===== 抜粋した本文

最も頻度が高い相談先に相談している内容については、下記のような結果となりました(複数回答)。

・介護ストレスなどのメンタル面について:54名、45% ・認知症の症状に対する対処について:49名、40% ・介護施設や福祉用具などの情報交換について:44名、36% ・介護サービスや介護保険の制度について:38名、31% ・認知症以外の症状に対する対処について:31名、26% ・人間関係について:12名、10% ・仕事との両立について:9名、7% ・その他:13名、11%

「その他」の内容としては、介護の方法やサービスについて、施設について、経済面などがあげられています。「ない」と答えた方も2名いました。

相談先としてケアマネジャーに求めるもの

相談先に求めるものをきくと、寄せられた回答のほとんどが、身近な介護の専門家であるケアマネジャーに対しての意見でした。

主に「問題解決能力や専門知識」、「精神面でのサポートや寄り添う姿勢」、「積極性」を求めているようです。

《問題解決能力や専門知識》 ・日々の生活、介護に追われて行き詰まることがあります。そういった時の適切なアドバイスや違った視点からのアドバイスを貰えるといいなと思います。気付かないことも多いので専門的な意見や経験など聞きたいと思います。 ・自分一人で考えていると、何が一番問題なのか、解決したいことは何なのか、わからなくなることが多いので、つまり、こういうことですね、これが一番早く、何とかしなくてはならないことですね、と、客観的にまとめて、話をしてくれる、こと。そのうえで、早く行動に移してもらえればいうことはないです。 ・あいまいな答えが多い。具体的なアドバイスが欲しい。 ・プロの知見に基づいた冷静かつ思いやりのあるアドバイス ・介護施設の評判や介護者に合った施設選びのポイントなど ・的確な判断とスピード ・専門的な知識と具体的な対処法

《精神面でのサポートや寄り添う姿勢》 ・介護者の気持ちをまず第一に考えて欲しい。 ・信頼関係、誠実さ ・悩んでいるときにきちんとヒントや回答をくれること。要介護者の本当の姿を理解してくれること。 ・どれだけ親身になって相談事を聞いてくれるか ・単なるわがままですが、主介護者の悩みを聞いてもらえる時間がもっと欲しい ・もう少し、親身になって欲しい

《積極性》 ・主人の状態が安定しているからなのか、毎月「来月の書類に印鑑下さい」と、寸前に電話をかけてくる。私は仕事中なので、「母と主人もいますからどうぞ」と答えるが、担当者会議でしか会ったことがなく、新しい情報も提案も聞いたことがない。 ・担当者会議で、「何か希望がありますか?今のままでいいですか?」と言われても、希望を出すような経験も要求も、自分自身が知らないので「今のままで」としか言えない。

また、行政への要望としてこんな声が上がっています。

==========
===== 提供された情報

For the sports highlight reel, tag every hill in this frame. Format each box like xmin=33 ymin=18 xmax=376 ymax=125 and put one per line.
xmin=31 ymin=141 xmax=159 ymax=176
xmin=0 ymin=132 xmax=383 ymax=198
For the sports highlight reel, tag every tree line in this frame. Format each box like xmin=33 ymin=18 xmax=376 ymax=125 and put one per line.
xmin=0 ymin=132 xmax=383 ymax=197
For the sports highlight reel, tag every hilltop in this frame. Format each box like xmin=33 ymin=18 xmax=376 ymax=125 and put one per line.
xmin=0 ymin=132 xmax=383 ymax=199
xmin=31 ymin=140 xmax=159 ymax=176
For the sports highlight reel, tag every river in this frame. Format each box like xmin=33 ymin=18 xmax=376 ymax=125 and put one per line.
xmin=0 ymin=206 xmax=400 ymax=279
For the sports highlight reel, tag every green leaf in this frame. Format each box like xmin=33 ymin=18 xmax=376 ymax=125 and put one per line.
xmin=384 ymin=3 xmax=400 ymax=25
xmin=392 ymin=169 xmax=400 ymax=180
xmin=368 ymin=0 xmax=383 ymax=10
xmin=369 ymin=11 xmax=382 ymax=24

==========

介護の相談先に関する本文のうち、「相談先としてケアマネジャーに求めるもの」から「また、行政への要望としてこんな声が上がっています。」まで（その語句も含む）を書き写し、「ケアマネジャー」を「介護支援専門員」に直してください。 この資料は使わなくてかまいません。

相談先として介護支援専門員に求めるもの

相談先に求めるものをきくと、寄せられた回答のほとんどが、身近な介護の専門家である介護支援専門員に対しての意見でした。

主に「問題解決能力や専門知識」、「精神面でのサポートや寄り添う姿勢」、「積極性」を求めているようです。

《問題解決能力や専門知識》 ・日々の生活、介護に追われて行き詰まることがあります。そういった時の適切なアドバイスや違った視点からのアドバイスを貰えるといいなと思います。気付かないことも多いので専門的な意見や経験など聞きたいと思います。 ・自分一人で考えていると、何が一番問題なのか、解決したいことは何なのか、わからなくなることが多いので、つまり、こういうことですね、これが一番早く、何とかしなくてはならないことですね、と、客観的にまとめて、話をしてくれる、こと。そのうえで、早く行動に移してもらえればいうことはないです。 ・あいまいな答えが多い。具体的なアドバイスが欲しい。 ・プロの知見に基づいた冷静かつ思いやりのあるアドバイス ・介護施設の評判や介護者に合った施設選びのポイントなど ・的確な判断とスピード ・専門的な知識と具体的な対処法

《精神面でのサポートや寄り添う姿勢》 ・介護者の気持ちをまず第一に考えて欲しい。 ・信頼関係、誠実さ ・悩んでいるときにきちんとヒントや回答をくれること。要介護者の本当の姿を理解してくれること。 ・どれだけ親身になって相談事を聞いてくれるか ・単なるわがままですが、主介護者の悩みを聞いてもらえる時間がもっと欲しい ・もう少し、親身になって欲しい

《積極性》 ・主人の状態が安定しているからなのか、毎月「来月の書類に印鑑下さい」と、寸前に電話をかけてくる。私は仕事中なので、「母と主人もいますからどうぞ」と答えるが、担当者会議でしか会ったことがなく、新しい情報も提案も聞いたことがない。 ・担当者会議で、「何か希望がありますか?今のままでいいですか?」と言われても、希望を出すような経験も要求も、自分自身が知らないので「今のままで」としか言えない。

また、行政への要望としてこんな声が上がっています。